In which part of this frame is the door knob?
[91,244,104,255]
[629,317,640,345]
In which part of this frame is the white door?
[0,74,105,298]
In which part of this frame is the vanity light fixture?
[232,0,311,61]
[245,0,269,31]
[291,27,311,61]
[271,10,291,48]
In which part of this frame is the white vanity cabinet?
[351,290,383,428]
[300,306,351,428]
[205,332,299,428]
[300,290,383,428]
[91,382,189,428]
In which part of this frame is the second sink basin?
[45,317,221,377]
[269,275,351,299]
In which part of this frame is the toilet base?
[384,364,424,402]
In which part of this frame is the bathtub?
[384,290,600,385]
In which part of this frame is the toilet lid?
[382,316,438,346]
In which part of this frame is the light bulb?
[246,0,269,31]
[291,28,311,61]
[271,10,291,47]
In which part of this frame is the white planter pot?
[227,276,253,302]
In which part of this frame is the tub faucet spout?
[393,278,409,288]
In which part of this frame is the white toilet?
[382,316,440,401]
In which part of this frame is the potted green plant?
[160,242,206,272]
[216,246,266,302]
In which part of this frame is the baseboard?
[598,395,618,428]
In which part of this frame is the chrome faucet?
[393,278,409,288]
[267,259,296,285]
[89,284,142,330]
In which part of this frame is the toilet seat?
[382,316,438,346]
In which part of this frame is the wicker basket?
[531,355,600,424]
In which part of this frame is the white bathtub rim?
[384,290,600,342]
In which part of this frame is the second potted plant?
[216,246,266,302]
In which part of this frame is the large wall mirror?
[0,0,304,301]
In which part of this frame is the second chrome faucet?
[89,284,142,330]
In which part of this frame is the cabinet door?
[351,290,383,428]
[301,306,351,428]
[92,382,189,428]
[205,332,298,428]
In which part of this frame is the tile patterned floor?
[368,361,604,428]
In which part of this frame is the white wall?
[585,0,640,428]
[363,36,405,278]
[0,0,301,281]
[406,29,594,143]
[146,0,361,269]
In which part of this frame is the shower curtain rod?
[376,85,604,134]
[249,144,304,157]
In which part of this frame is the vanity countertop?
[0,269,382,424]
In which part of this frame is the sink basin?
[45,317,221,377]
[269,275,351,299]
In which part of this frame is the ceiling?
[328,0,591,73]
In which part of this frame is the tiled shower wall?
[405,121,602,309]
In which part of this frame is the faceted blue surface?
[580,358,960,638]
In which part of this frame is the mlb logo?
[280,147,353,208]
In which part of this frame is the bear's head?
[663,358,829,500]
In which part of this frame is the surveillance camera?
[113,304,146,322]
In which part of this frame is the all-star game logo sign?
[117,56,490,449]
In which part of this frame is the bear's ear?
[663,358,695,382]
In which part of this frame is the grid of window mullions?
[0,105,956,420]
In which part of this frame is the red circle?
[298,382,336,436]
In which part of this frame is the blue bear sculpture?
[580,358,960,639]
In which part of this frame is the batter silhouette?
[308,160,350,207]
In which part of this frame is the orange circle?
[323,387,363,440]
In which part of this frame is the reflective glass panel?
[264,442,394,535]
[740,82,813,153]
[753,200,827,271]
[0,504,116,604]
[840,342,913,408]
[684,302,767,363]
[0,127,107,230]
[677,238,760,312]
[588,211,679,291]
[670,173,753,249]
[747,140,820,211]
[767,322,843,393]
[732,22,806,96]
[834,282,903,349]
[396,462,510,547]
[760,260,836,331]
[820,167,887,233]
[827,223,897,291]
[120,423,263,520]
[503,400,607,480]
++++++++++++++++++++
Rewrite all of the records above, changing every occurrence of "this frame" to "this image" and leaving everything else as it is.

## FINAL ANSWER
In which part of this image is the door knob?
[91,244,104,255]
[629,317,640,345]
In which part of this image is the white door?
[0,74,105,298]
In which part of this image is the vanity light fixture?
[232,0,311,61]
[245,0,269,31]
[291,27,311,61]
[271,10,291,48]
In which part of this image is the white vanity cabinet?
[351,290,383,428]
[300,306,351,428]
[205,332,299,428]
[300,290,383,428]
[91,382,189,428]
In which part of this image is the second sink basin?
[45,317,221,377]
[269,275,351,299]
In which part of this image is the toilet base?
[384,364,424,402]
In which part of this image is the bathtub?
[384,290,600,385]
In which part of this image is the toilet lid?
[382,316,438,346]
In which part of this image is the light bulb?
[246,0,269,31]
[291,28,311,61]
[271,10,291,47]
In which part of this image is the white planter pot?
[227,276,253,302]
In which part of this image is the tub faucet spout?
[393,278,409,288]
In which part of this image is the white toilet?
[382,316,440,401]
In which part of this image is the potted green plant?
[160,242,206,272]
[216,246,266,302]
In which part of this image is the baseboard?
[598,395,618,428]
In which part of this image is the chrome faucet?
[393,278,409,288]
[267,259,296,285]
[89,284,142,330]
In which part of this image is the toilet seat?
[382,316,438,346]
In which part of this image is the wicker basket?
[531,355,600,424]
In which part of this image is the white bathtub rim?
[384,290,600,342]
In which part of this image is the second potted plant?
[216,246,266,302]
In which part of this image is the large wall mirror?
[0,0,304,301]
In which part of this image is the second chrome faucet?
[89,284,142,330]
In which part of this image is the cabinet door?
[351,290,383,428]
[301,306,351,428]
[92,382,189,428]
[205,332,298,428]
In which part of this image is the tile patterned floor?
[368,361,604,428]
In which part of this image is the white wall?
[585,0,640,428]
[363,36,405,278]
[0,0,301,281]
[406,29,594,143]
[146,0,361,269]
In which part of this image is the shower curtain rod?
[376,85,604,134]
[249,144,304,157]
In which part of this image is the vanity countertop?
[0,269,382,424]
In which part of this image is the sink basin?
[45,317,221,377]
[269,275,351,299]
In which part of this image is the ceiling?
[328,0,591,73]
In which part of this image is the tiled shower wall?
[405,121,602,309]
In which part of this image is the faceted blue surface?
[580,358,960,638]
In which part of this image is the mlb logo?
[280,147,353,208]
In which part of this image is the bear's head?
[663,358,829,500]
In which part of this image is the surveillance camera?
[113,304,146,322]
In which part of this image is the all-star game logo sign?
[117,56,490,449]
In which part of this image is the bear's ear?
[663,358,695,382]
In which part of this image is the grid of window mullions?
[0,105,956,420]
In which part of this image is the red circle?
[298,382,336,436]
In which part of this image is the blue bear sculpture?
[580,358,960,639]
In which part of this image is the batter silhouette?
[308,160,350,207]
In which part of this image is the orange circle?
[323,387,363,440]
In which part of this image is the reflective glass panel?
[264,442,394,535]
[740,82,813,153]
[753,200,827,271]
[0,504,116,604]
[840,342,913,408]
[684,302,767,363]
[0,127,107,230]
[677,238,760,312]
[588,211,679,291]
[670,173,753,249]
[747,140,820,211]
[767,322,843,393]
[732,22,806,96]
[834,282,903,349]
[396,462,510,547]
[760,260,836,331]
[820,167,887,233]
[827,223,897,291]
[120,423,263,520]
[503,400,607,480]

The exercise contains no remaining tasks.